Image-grounded pointing data:
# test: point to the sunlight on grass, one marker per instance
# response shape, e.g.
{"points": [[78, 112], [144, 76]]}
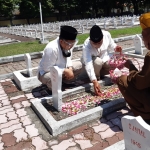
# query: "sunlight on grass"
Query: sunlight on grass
{"points": [[34, 46]]}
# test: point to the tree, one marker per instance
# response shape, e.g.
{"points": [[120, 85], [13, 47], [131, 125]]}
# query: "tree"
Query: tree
{"points": [[30, 8], [7, 7]]}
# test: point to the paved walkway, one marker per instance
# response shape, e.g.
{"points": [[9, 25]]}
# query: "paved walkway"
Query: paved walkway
{"points": [[21, 129]]}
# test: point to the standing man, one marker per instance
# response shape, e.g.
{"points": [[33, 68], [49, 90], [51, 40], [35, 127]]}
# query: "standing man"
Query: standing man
{"points": [[96, 54], [136, 86], [57, 53]]}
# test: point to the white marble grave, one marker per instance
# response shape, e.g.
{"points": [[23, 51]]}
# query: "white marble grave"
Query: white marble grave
{"points": [[136, 133]]}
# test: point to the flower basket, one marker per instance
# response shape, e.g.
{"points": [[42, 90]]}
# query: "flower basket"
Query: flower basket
{"points": [[116, 63]]}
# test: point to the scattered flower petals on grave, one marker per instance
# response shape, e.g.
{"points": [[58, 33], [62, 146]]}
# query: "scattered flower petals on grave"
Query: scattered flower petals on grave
{"points": [[81, 104]]}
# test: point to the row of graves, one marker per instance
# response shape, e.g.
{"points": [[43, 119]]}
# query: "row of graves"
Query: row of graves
{"points": [[5, 40], [65, 109], [83, 26]]}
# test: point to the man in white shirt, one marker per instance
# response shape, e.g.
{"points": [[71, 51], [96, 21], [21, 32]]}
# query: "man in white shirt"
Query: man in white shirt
{"points": [[57, 53], [96, 55]]}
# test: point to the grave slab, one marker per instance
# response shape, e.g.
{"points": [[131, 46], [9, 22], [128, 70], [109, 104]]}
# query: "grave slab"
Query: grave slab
{"points": [[136, 133], [117, 146], [57, 127]]}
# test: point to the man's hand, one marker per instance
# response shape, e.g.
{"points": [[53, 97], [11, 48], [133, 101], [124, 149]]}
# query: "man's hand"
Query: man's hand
{"points": [[127, 63], [96, 87], [68, 73], [118, 49]]}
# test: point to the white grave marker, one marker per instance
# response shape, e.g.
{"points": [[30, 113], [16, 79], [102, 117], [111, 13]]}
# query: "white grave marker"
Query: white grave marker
{"points": [[136, 133], [138, 45], [56, 78], [27, 58]]}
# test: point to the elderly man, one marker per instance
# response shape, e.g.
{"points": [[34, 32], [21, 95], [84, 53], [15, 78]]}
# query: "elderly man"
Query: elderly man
{"points": [[136, 86], [57, 53], [96, 54]]}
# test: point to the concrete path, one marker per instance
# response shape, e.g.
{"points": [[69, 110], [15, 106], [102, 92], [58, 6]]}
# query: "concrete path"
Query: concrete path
{"points": [[21, 129]]}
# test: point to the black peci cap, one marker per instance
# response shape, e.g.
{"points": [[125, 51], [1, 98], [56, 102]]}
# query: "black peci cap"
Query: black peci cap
{"points": [[68, 33], [96, 34]]}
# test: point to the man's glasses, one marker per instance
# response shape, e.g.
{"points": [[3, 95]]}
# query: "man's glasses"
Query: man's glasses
{"points": [[69, 44]]}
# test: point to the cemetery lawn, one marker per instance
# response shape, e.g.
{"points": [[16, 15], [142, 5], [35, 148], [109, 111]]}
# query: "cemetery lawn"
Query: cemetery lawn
{"points": [[34, 46]]}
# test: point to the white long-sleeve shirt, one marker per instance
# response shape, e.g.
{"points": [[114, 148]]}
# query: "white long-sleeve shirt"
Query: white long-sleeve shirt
{"points": [[52, 56], [102, 52]]}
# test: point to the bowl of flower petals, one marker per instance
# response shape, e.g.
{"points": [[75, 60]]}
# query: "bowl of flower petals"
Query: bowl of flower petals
{"points": [[117, 61]]}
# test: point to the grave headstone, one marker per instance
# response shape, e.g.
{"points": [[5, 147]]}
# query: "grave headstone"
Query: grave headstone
{"points": [[56, 79], [136, 133], [27, 58], [138, 45]]}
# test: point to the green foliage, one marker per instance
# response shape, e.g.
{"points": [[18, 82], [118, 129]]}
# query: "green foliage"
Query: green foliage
{"points": [[125, 31]]}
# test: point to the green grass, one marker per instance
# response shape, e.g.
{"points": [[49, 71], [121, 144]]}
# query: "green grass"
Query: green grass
{"points": [[29, 47]]}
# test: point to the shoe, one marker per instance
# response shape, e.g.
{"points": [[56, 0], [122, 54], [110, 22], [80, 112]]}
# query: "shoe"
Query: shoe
{"points": [[72, 84], [147, 121]]}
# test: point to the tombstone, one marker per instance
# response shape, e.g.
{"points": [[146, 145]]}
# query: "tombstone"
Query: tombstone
{"points": [[115, 24], [104, 24], [56, 78], [82, 29], [122, 19], [136, 133], [27, 58], [138, 45]]}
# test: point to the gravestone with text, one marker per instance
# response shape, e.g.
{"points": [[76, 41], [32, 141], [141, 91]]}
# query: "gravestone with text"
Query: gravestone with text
{"points": [[138, 45], [27, 58], [56, 79], [136, 133]]}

TASK TO COMPLETE: Your answer should be a precise transcript of the entries, minus the pictures.

EXERCISE RESULT:
# test: point to the sunlight on grass, one marker per instance
# response shape, e.g.
{"points": [[78, 112], [144, 76]]}
# query: "sunlight on grass"
Query: sunlight on grass
{"points": [[34, 46]]}
# test: point to the tree, one marker per instance
# response shape, e.g.
{"points": [[120, 85], [13, 47], [131, 125]]}
# query: "tree"
Query: tree
{"points": [[30, 8], [7, 7]]}
# test: point to the paved walkway, one marker per instance
# response shape, e.g.
{"points": [[9, 25]]}
# query: "paved walkway"
Query: paved walkway
{"points": [[21, 129]]}
# test: point to the standing man, one marker per instance
# response shape, e.g.
{"points": [[33, 68], [49, 90], [51, 40], [35, 127]]}
# query: "standing man"
Query: standing man
{"points": [[96, 54], [136, 86], [57, 53]]}
# test: point to the white marble grave, one marker per instance
# response shape, e.g.
{"points": [[23, 51]]}
# query: "white marble grave"
Query: white marble grave
{"points": [[136, 133]]}
# test: point to the flower basket, one marker per instance
# response shape, e.g.
{"points": [[42, 90]]}
# query: "flower basket"
Query: flower basket
{"points": [[116, 63]]}
# test: point to the scattered flower petals on grave, one marker per instance
# response shape, e.g.
{"points": [[58, 33], [62, 146]]}
# query: "scattered flower petals on grave"
Query: scattered flower petals on grave
{"points": [[81, 104]]}
# test: point to the row of graves, one marker per instance
# response shape, e.g.
{"points": [[43, 119]]}
# query: "row of graves"
Query: row of graves
{"points": [[5, 40], [65, 109], [83, 26]]}
# test: point to the man in white shirt, one marker per instance
# response shape, e.g.
{"points": [[71, 51], [96, 21], [21, 32]]}
# query: "man in white shirt"
Query: man in white shirt
{"points": [[57, 53], [96, 55]]}
# test: point to the grave slab, one marker per instance
# response shape, e.g.
{"points": [[131, 46], [9, 22], [128, 70], [109, 104]]}
# query: "grave slab"
Query: grave slab
{"points": [[136, 133], [117, 146], [57, 127]]}
# test: point to the man's hand, one marker per instance
# response shape, e.g.
{"points": [[53, 97], [11, 48], [133, 101], [124, 149]]}
# query: "man's hand"
Query: man's hand
{"points": [[127, 63], [96, 87], [68, 73], [118, 49]]}
# test: point to the white grave marker, one marker per instance
# response shape, e.g.
{"points": [[30, 113], [16, 79], [102, 117], [111, 13]]}
# query: "white grave marker"
Query: white grave marker
{"points": [[136, 133], [138, 45], [56, 78], [27, 58]]}
# test: point to the elderly man, one marker per instance
# response shape, e.g.
{"points": [[34, 32], [21, 95], [84, 53], [15, 78]]}
# query: "elderly man"
Query: elderly man
{"points": [[136, 86], [57, 53], [96, 54]]}
# test: point to the concrete path, one marker per instance
# response shape, e.g.
{"points": [[69, 110], [15, 106], [102, 92], [58, 6]]}
# query: "concrete path"
Query: concrete path
{"points": [[21, 129]]}
# test: point to the black peci cap, one marker per instance
# response shape, e.g.
{"points": [[125, 51], [1, 98], [56, 102]]}
# query: "black peci cap"
Query: black peci cap
{"points": [[68, 33], [96, 34]]}
# test: point to the man's glasses, one marker per instance
# response shape, e.g.
{"points": [[3, 95]]}
# query: "man's glasses"
Query: man's glasses
{"points": [[69, 44]]}
# test: point to the cemetery lawn, one marker per instance
# response shape, e.g.
{"points": [[16, 15], [142, 5], [35, 148], [109, 111]]}
# query: "cemetery lawn"
Query: cemetery lawn
{"points": [[34, 46]]}
# test: point to the white long-sleeve shirt, one marker per instance
# response shape, e.g.
{"points": [[114, 148]]}
# query: "white long-sleeve shirt"
Query: white long-sleeve shirt
{"points": [[52, 56], [102, 52]]}
# test: point to the bowl of flower petals, one marker per instance
# response shape, e.g.
{"points": [[75, 60]]}
# query: "bowl of flower petals"
Query: bowl of flower petals
{"points": [[117, 61]]}
# test: point to the grave headstone, one marker per instance
# response shape, e.g.
{"points": [[5, 147]]}
# query: "grave headstone"
Query: grave headstone
{"points": [[56, 79], [136, 133], [27, 58], [138, 45]]}
# test: point to the green foliage, one marker per instance
# response shape, e.g.
{"points": [[18, 82], [118, 129]]}
# query: "green foliage"
Query: green foliage
{"points": [[125, 31]]}
# test: point to the green grass, one marker per instance
# response shape, e.g.
{"points": [[49, 71], [121, 144]]}
# query: "green grass"
Query: green grass
{"points": [[29, 47]]}
# test: point to the shoe, one marker per instance
# response shape, e.g.
{"points": [[56, 0], [122, 54], [110, 22], [80, 112]]}
# query: "shoe"
Query: shoe
{"points": [[72, 84], [147, 121]]}
# test: point to the tombstone, one marker per instance
# response shape, e.g.
{"points": [[146, 145]]}
# query: "tombstone"
Query: tombstone
{"points": [[115, 24], [104, 24], [56, 78], [82, 29], [122, 19], [136, 133], [27, 58], [138, 45]]}
# test: point to the gravestone with text, one marker per instance
# response shape, e.g.
{"points": [[76, 41], [32, 141], [141, 91]]}
# query: "gravestone with text"
Query: gravestone with text
{"points": [[138, 45], [27, 58], [56, 79], [136, 133]]}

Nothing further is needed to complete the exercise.